EXERCISE OBJECTIVE – Find every line in the listing below that contains the word "mark", and copy each of those lines.

DATA SUPPLIED –

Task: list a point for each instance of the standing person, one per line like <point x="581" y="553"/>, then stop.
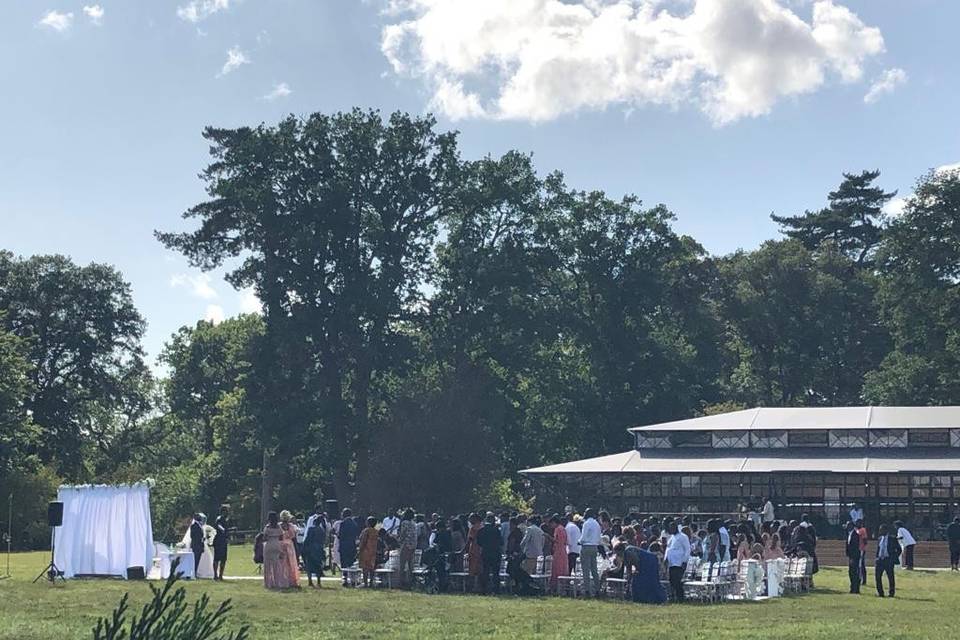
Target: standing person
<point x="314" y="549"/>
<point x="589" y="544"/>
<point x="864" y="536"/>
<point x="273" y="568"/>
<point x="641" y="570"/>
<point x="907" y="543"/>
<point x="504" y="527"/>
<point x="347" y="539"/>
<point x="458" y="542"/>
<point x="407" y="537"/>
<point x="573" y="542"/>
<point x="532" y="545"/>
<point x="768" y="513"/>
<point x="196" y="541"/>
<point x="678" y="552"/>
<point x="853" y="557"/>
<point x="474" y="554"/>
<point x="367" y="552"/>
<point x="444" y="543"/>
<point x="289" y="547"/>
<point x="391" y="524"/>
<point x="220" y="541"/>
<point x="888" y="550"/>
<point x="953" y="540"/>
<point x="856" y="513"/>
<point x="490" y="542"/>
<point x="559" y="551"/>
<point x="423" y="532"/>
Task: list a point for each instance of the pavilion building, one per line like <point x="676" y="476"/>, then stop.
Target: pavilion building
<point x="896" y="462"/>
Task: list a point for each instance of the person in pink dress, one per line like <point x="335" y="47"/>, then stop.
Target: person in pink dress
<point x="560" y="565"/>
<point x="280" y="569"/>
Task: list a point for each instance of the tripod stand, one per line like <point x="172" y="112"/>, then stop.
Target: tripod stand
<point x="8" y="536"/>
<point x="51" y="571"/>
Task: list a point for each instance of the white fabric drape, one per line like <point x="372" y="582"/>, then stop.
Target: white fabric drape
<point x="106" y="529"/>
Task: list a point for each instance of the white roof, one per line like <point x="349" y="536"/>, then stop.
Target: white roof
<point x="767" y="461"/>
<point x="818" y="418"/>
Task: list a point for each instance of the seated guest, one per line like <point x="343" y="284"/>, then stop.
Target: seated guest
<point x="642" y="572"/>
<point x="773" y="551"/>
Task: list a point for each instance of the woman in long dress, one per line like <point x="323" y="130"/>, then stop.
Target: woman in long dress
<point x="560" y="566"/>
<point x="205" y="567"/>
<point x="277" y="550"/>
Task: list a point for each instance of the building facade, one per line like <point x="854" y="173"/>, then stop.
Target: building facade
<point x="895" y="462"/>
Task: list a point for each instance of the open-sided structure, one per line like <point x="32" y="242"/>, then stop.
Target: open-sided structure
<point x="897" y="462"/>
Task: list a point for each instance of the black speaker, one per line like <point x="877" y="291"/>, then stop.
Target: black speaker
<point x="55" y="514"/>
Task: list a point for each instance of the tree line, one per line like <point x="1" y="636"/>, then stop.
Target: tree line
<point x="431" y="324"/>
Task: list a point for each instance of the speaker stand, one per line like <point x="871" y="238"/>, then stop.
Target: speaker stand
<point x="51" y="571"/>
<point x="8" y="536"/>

* * *

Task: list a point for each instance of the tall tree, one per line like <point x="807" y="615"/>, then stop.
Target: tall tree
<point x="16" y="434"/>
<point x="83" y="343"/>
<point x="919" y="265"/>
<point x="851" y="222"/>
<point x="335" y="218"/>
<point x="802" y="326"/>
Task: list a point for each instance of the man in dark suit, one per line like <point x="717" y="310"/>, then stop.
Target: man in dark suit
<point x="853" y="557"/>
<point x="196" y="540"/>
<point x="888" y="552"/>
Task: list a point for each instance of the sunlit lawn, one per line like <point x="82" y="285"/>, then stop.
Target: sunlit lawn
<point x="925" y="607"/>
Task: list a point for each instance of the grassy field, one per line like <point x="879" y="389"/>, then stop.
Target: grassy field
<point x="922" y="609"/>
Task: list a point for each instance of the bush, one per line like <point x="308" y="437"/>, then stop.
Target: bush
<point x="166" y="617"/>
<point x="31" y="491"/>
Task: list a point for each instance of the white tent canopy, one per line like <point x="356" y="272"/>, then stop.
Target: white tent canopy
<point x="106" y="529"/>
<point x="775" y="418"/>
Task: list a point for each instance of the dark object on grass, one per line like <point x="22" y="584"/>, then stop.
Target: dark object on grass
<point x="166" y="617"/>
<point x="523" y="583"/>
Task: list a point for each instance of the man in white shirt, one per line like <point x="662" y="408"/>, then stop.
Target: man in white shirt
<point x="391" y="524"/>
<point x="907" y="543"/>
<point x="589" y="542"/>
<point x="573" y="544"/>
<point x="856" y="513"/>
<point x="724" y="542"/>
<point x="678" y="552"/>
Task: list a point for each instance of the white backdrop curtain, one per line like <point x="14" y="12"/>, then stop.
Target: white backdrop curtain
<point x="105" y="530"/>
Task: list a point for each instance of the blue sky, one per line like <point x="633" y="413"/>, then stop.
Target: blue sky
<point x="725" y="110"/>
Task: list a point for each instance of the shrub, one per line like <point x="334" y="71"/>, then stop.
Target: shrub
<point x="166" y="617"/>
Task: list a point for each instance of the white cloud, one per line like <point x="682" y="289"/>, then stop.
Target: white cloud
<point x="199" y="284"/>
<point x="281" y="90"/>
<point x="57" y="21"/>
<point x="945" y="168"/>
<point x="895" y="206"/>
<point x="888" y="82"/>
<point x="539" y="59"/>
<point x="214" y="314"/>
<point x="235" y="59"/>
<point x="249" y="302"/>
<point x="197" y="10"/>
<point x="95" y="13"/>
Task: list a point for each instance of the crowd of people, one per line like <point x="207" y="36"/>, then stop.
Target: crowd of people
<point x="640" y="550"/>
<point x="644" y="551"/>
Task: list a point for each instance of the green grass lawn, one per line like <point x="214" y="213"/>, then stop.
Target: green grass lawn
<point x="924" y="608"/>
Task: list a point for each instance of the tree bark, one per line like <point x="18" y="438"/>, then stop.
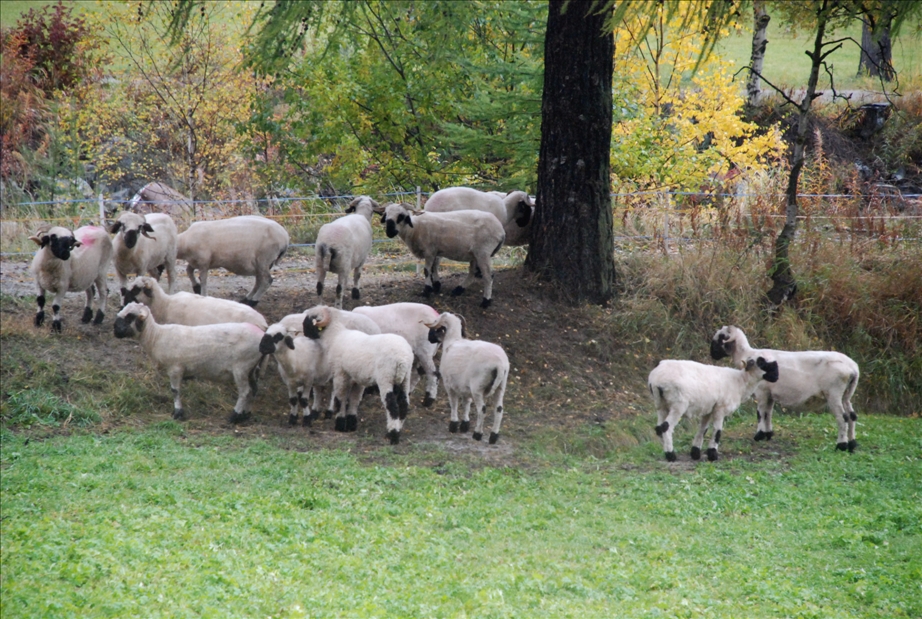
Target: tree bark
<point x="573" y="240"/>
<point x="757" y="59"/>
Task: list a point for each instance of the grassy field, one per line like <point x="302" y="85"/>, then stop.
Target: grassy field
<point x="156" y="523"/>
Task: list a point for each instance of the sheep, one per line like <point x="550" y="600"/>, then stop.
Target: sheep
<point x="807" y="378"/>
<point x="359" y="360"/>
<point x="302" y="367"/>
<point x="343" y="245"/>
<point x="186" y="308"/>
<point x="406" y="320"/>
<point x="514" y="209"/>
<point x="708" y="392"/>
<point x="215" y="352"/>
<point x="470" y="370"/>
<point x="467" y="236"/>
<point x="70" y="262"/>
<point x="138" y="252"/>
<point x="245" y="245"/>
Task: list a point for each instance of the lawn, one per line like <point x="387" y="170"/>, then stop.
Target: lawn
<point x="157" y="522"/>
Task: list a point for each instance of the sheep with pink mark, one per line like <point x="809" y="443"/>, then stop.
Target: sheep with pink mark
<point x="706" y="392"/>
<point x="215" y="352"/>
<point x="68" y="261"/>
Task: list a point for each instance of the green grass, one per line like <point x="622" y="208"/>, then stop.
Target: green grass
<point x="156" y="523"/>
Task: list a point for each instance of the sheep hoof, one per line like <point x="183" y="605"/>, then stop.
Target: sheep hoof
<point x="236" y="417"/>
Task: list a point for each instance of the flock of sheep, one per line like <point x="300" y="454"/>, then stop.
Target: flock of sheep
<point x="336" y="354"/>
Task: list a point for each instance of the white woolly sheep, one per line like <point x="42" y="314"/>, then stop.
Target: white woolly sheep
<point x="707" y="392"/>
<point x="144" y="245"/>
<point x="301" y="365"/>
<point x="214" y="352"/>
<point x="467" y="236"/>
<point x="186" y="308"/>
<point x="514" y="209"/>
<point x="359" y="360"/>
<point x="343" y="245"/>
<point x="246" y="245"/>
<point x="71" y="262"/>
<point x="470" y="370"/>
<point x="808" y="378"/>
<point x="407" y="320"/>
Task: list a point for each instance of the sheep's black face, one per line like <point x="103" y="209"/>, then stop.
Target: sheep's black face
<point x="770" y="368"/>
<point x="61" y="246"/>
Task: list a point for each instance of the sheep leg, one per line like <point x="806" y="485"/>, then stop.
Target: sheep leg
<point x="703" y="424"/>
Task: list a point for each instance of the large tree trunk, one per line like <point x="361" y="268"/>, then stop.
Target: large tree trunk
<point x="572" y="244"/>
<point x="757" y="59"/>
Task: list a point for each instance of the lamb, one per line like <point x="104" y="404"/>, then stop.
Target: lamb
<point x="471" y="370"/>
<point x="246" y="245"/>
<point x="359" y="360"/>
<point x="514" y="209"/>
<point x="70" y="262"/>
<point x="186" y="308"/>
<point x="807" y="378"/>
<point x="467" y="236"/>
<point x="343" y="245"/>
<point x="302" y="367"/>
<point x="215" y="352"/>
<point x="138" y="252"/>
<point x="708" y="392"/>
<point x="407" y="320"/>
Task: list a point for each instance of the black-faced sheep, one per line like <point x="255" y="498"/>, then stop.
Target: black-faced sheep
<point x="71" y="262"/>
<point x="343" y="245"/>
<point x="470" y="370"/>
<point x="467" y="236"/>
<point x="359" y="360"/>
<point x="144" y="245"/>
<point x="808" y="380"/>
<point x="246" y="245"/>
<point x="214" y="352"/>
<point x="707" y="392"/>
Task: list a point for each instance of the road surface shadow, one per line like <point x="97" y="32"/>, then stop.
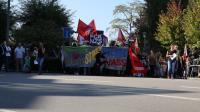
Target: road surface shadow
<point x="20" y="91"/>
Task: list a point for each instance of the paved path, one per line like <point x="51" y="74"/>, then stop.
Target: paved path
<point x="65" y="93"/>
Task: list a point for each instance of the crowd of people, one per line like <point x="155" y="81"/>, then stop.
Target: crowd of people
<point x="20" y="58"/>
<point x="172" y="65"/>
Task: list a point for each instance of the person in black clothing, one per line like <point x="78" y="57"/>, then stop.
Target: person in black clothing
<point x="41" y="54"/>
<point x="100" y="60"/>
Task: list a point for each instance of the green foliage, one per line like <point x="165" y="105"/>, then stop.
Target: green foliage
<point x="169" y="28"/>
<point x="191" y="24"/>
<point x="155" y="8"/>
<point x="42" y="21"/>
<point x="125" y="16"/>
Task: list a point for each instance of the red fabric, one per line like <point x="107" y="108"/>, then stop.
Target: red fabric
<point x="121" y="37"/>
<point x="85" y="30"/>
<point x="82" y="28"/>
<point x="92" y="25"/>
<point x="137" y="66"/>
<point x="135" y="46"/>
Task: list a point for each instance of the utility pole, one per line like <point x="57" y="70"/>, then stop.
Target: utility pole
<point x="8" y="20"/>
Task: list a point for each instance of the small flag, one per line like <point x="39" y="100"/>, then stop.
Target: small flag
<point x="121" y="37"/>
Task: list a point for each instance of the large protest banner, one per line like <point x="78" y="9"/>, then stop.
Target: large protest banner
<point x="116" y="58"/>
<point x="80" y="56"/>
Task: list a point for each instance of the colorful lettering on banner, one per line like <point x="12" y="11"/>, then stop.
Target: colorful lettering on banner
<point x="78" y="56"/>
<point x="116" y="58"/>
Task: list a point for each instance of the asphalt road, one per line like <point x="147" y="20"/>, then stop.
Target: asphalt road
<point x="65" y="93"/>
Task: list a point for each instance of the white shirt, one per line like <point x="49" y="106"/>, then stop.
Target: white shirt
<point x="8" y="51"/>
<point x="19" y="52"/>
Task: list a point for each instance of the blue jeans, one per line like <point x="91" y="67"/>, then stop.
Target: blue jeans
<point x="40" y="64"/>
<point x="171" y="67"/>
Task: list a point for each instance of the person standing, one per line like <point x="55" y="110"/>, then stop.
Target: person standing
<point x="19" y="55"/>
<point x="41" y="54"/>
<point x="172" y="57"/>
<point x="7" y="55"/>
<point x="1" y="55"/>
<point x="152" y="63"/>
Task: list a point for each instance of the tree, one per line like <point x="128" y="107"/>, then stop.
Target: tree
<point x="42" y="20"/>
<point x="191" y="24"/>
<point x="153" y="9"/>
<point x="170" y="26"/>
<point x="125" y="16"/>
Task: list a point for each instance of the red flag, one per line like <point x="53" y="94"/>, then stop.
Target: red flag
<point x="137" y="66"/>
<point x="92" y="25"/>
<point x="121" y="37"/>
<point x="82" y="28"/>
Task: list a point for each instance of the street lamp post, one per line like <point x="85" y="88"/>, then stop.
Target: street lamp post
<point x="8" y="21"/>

FULL RESPONSE –
Task: list a point for each instance of the sheep with pink mark, one per line like <point x="809" y="443"/>, then stop.
Target: sheep with pink mark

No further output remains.